[BEGIN DATA FOR THE TASK]

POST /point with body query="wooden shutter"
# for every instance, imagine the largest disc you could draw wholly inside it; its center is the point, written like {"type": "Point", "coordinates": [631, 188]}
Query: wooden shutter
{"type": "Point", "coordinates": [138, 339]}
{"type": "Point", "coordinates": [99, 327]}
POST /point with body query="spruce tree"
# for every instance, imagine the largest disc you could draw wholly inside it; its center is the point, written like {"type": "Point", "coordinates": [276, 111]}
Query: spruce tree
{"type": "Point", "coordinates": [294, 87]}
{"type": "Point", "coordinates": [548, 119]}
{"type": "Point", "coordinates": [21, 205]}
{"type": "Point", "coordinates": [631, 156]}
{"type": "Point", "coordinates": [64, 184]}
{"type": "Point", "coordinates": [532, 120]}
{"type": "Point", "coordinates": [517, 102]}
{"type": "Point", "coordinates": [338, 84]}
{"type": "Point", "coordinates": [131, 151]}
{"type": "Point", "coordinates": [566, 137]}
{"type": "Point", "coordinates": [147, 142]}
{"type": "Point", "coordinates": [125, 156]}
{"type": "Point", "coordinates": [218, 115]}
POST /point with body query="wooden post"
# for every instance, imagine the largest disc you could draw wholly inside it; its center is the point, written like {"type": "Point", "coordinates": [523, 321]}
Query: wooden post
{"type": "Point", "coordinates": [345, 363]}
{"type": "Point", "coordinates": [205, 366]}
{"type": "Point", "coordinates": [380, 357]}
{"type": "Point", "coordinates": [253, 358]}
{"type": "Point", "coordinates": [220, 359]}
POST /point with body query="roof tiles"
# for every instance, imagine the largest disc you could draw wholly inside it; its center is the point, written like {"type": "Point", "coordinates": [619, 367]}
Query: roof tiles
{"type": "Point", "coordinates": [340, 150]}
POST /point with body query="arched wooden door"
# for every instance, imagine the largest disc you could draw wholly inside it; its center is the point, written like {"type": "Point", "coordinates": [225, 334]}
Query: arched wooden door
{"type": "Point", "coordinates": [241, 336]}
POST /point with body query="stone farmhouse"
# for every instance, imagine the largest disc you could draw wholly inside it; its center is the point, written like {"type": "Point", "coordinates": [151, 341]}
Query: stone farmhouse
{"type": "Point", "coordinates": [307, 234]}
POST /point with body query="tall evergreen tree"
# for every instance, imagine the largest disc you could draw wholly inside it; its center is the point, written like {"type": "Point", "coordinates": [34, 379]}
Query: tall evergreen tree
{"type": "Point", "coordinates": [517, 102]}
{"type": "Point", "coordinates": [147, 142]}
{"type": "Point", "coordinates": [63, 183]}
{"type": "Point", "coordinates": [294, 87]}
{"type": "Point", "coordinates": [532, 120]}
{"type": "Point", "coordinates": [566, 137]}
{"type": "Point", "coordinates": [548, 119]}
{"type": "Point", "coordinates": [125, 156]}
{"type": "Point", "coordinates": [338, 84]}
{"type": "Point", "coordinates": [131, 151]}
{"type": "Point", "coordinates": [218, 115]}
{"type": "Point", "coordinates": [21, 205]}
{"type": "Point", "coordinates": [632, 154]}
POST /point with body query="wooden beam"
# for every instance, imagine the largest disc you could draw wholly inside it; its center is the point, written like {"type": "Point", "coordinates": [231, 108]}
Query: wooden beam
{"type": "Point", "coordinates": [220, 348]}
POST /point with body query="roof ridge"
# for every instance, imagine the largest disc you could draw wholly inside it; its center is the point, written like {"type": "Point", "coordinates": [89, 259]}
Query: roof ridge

[END DATA FOR THE TASK]

--- EXERCISE ---
The records above should be duplicated in full, exactly as given.

--- TASK RESPONSE ---
POST /point with body query="wooden shutter"
# for every instance, imagine the largest disc you could draw wholly inside it; its center is the point, written like {"type": "Point", "coordinates": [631, 188]}
Query: wooden shutter
{"type": "Point", "coordinates": [138, 339]}
{"type": "Point", "coordinates": [99, 327]}
POST /point with body query="spruce tree"
# for every instance, imagine the largest disc you could draw wholly inside it; its center is the point, written like {"type": "Point", "coordinates": [276, 111]}
Query: spruce tree
{"type": "Point", "coordinates": [294, 87]}
{"type": "Point", "coordinates": [548, 119]}
{"type": "Point", "coordinates": [21, 205]}
{"type": "Point", "coordinates": [631, 156]}
{"type": "Point", "coordinates": [64, 184]}
{"type": "Point", "coordinates": [532, 120]}
{"type": "Point", "coordinates": [517, 102]}
{"type": "Point", "coordinates": [338, 84]}
{"type": "Point", "coordinates": [131, 151]}
{"type": "Point", "coordinates": [566, 137]}
{"type": "Point", "coordinates": [147, 142]}
{"type": "Point", "coordinates": [125, 156]}
{"type": "Point", "coordinates": [218, 115]}
POST /point with body query="wooden post"
# for every instance, imagine the largest disc you could draw wholly inside it; its center is the point, written like {"type": "Point", "coordinates": [523, 321]}
Query: wooden post
{"type": "Point", "coordinates": [345, 363]}
{"type": "Point", "coordinates": [205, 366]}
{"type": "Point", "coordinates": [380, 357]}
{"type": "Point", "coordinates": [253, 358]}
{"type": "Point", "coordinates": [220, 359]}
POST /point with body query="roof tiles"
# for every instance, imagine the largest disc you could draw wholly inside it; its center is the point, written like {"type": "Point", "coordinates": [619, 367]}
Query: roof tiles
{"type": "Point", "coordinates": [340, 150]}
POST /point with body query="arched wooden door"
# for every instance, imagine the largest disc you could draw wholly inside it; its center is the point, written like {"type": "Point", "coordinates": [225, 334]}
Query: arched wooden door
{"type": "Point", "coordinates": [241, 336]}
POST /point with body query="stone farmhouse"
# for every instance, imagine the largest disc you could draw wholly inside it; its center is the point, written like {"type": "Point", "coordinates": [151, 341]}
Query: stone farmhouse
{"type": "Point", "coordinates": [307, 234]}
POST /point with body query="tall evergreen tree"
# for every instance, imagine the largest disc you could draw wholly inside it; its center is the point, written like {"type": "Point", "coordinates": [34, 379]}
Query: tall evergreen tree
{"type": "Point", "coordinates": [517, 102]}
{"type": "Point", "coordinates": [147, 142]}
{"type": "Point", "coordinates": [63, 183]}
{"type": "Point", "coordinates": [294, 87]}
{"type": "Point", "coordinates": [532, 120]}
{"type": "Point", "coordinates": [566, 137]}
{"type": "Point", "coordinates": [548, 119]}
{"type": "Point", "coordinates": [125, 156]}
{"type": "Point", "coordinates": [338, 84]}
{"type": "Point", "coordinates": [131, 151]}
{"type": "Point", "coordinates": [218, 115]}
{"type": "Point", "coordinates": [21, 205]}
{"type": "Point", "coordinates": [632, 154]}
POST /point with body query="wooden beam"
# for every instance, imagine the largest disc you could draw wholly inside it; its center is the point, written like {"type": "Point", "coordinates": [231, 108]}
Query: wooden beam
{"type": "Point", "coordinates": [220, 348]}
POST /point with body query="roof ridge"
# for every instance, imagine the largest disc you could draw wholly inside it; its center is the point, written like {"type": "Point", "coordinates": [89, 259]}
Query: roof ridge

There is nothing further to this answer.